Page excerpt:
---*---
See Eigenvectors and eigenvalues (3blue1brown) for more details.
Eigendecomposition of a Matrix
Every matrix with an eigenbasis can be rewritten as \(A = T^{-1}DT\), where the T-matrix rewrites/translates an incoming vector into the eigenbasis of the matrix A.
Think of it as a redefinition of what the dimensions within a vector represent.
Usually, we think of a vector \(b = (2, 7)\) in terms of \(2 * (1, 0) + 7 * (0, 1)\), but that does not have to be the case. The basis vectors, here \((1, 0)\) and \((0, 1)\) could just as well be \((1, 1)\) and \((1, -1)\). All we have to do to transform a vector from one basis to another is to determine which its new coefficients.
If we wanted to translate the vector \(b = (2, 7)\) from the “standard”-basis to our new basis of \((1, 1)\) and \((1, -1)\), the new vector would be \(b^*=(4.5, -2.5)\).
A vector expressed in the eigenbasis of a matrix, does not change its direction anymore when multiplied by that matrix. Any eigenvector only gets scaled when applied to the corresponding matrix.
In our case, once the transformation T has been applied, every dimension within our vector corresponds to an eigenvector of A. The individual dimensions within the vector get scaled by the eigenvalue of the eigenvector representing that dimension.
In our representation from above, \(A = T^{-1}DT\), this scaling step takes the form of the diagonal matrix D, a matrix that contains the eigenvalues of the eigenbasis vectors in its diagonal. All other cells in the matrix are 0.
Because we do not want to remain in the eigenbasis of A, in the end, we have to transform our vector back into its original basis. In our decomposition, this step is done by applying the inverse \(T^{-1}\) of our original basis change.
So far, so good. But why should you (or anyone for that manner) care? What does all of that have to do with the question of whether or not two quantum gates commute?
Putting it all together
Each quantum gate corresponds to a unitary matrix. The simulation of a circuit amounts to the matrix multiplication of the matrices of each of its gates. Let A and B be the unitary matrices of two consecutive gates within a circuit.
According to our decomposition from above, the matrix product \(A * B\) can be rewritten as \(T_A^{-1} D_A T_A * T_B^{-1} D_B T_B\). If A and B share an eigenbasis, in other words, \(T_A = T_B = T\), the product of A and B can be further rewritten as \(A * B = T^{-1} D_A T * T^{-1} D_B T\). Because the product of a matrix with its inverse results in the identity matrix, this expression can further be simplified to \(A * B = T^{-1} D_A * D_B T\).
What does this simplified expression represent?
---*---
Activity 1:
Answer these from the eigendecomposition excerpt:
(a) What vector results from translating b = (2, 7) into the basis of (1, 1) and (1, -1)?
(b) What does the diagonal matrix D hold, and what are its other cells?
(c) What kind of matrix does each quantum gate correspond to?
Activity 2:
In the eigendecomposition excerpt, restate the paragraph beginning "Each quantum gate corresponds" as a short bulleted list.
---*---
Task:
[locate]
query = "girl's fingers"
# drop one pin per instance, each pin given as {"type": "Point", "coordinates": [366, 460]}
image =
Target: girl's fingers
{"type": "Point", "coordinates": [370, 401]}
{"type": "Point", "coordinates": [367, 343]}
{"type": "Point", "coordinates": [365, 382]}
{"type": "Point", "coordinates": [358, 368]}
---*---
Response 1:
(a) b* = (4.5, -2.5).
(b) D holds the eigenvalues of the eigenbasis vectors in its diagonal, and all its other cells are 0.
(c) A unitary matrix.

Response 2:
- Each quantum gate corresponds to a unitary matrix.
- Simulating a circuit means multiplying the matrices of all its gates.
- A and B stand for the unitary matrices of two consecutive gates in a circuit.